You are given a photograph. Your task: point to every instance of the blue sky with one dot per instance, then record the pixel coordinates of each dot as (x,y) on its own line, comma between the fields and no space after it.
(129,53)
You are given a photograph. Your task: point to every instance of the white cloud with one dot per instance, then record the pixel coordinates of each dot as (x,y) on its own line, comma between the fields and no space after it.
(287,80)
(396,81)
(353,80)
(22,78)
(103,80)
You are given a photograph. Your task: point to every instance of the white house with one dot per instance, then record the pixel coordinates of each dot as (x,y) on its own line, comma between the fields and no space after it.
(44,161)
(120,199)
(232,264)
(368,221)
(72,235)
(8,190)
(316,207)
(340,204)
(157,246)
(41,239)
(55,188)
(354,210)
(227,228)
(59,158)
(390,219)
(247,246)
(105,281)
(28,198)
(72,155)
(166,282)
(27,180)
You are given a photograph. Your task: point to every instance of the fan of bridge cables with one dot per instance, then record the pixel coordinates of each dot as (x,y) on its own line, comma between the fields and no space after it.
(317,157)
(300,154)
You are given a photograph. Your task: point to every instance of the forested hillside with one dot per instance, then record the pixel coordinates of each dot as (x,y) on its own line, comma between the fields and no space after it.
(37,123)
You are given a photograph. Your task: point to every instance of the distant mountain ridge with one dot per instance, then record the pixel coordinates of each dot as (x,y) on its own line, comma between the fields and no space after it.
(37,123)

========================================================================

▶ GIVEN REQUEST:
Reproduce every row above, swapping each "dot" for "marker" and leaving all other text unchanged.

▶ ANSWER TO THE PROBLEM:
You are given a photograph. Your task: point to every instance of the blue sky with one marker per instance, then record the pixel coordinates of each marker as (x,y) on its own line, comma between the fields and no space after it.
(129,53)
You are given a photograph. Your task: point to every instance of the white cloud with one marker per instance, then record the pixel coordinates of each marker as (x,y) on its own line, comma between the fields and no space after it.
(287,80)
(396,81)
(353,80)
(22,78)
(103,80)
You are given a photograph. Your task: point to every instance of the white house with one marker per instance, then record the pixel coordinates of each marker as (x,y) on its own line, comma between the fields and no space after it.
(44,161)
(120,199)
(232,264)
(368,221)
(72,235)
(8,190)
(316,207)
(340,204)
(157,246)
(41,239)
(55,188)
(354,210)
(227,228)
(59,158)
(390,219)
(247,246)
(105,281)
(28,198)
(72,155)
(166,282)
(27,180)
You are given a photograph. Your task: point to every instance of the fan of bridge cables with one marker per instance, then record the pixel coordinates of each marker as (x,y) on its own line, comma between the fields and no space after it.
(317,157)
(300,154)
You are given a photograph. Your task: point to every instance of the forested hillside with one marker per instance, then record the pixel coordinates of each marker as (x,y) on its own line, comma between the fields and no space after it.
(37,123)
You are given a photograph. Your task: point to every instance of the distant mountain ridge with one marker per instance, then record the pixel coordinates of each marker as (x,y) on its own line, comma between the fields and no space after it.
(37,123)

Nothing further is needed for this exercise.